> **WHAT NEEDS TO BE DONE**
Condense the space news digest that follows into two sentences.

In Today’s Deep Space Extra… Northrop Grumman’s 15th resupply mission departed the International Space Station yesterday for secondary activities. Russia launched the Progress 78 cargo mission to the International Space Station.

Human Space Exploration

‘Moonikin’ flying on NASA’s Artemis I named for Apollo 13 engineer
Collectspace.com (6/29): On Tuesday, NASA announced that a manikin aboard the Artemis I Orion spacecraft will be named Commander Moonikin Campos in honor of the late Arturo Campos, part of the mission control team that ensured the crew of Apollo 13 returned safely after an oxygen tank failure. Campos wrote procedures that transferred battery power from the lunar lander to the command module housing the three astronauts for the return to Earth. The name “Campos” was selected by a public response to a list of eight candidate names, each with a NASA legacy. Commander Moonikin Campos will be equipped with radiation, acceleration, vibration, and other sensors for Artemis I.

> **INFORMATION SUPPLIED**
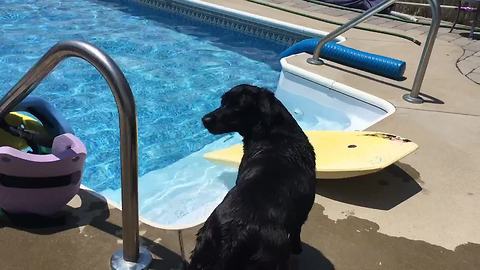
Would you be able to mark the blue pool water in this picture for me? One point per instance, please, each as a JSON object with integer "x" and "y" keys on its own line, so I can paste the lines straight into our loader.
{"x": 177, "y": 69}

> **OUTPUT FOR THIS TASK**
Northrop Grumman's 15th resupply mission left the International Space Station for secondary activities, and Russia launched the Progress 78 cargo mission to the station. NASA announced that a sensor-equipped manikin flying on the Artemis I Orion spacecraft will be named Commander Moonikin Campos, honoring Arturo Campos, the late Apollo 13 mission control team member whose procedures helped bring that crew home safely.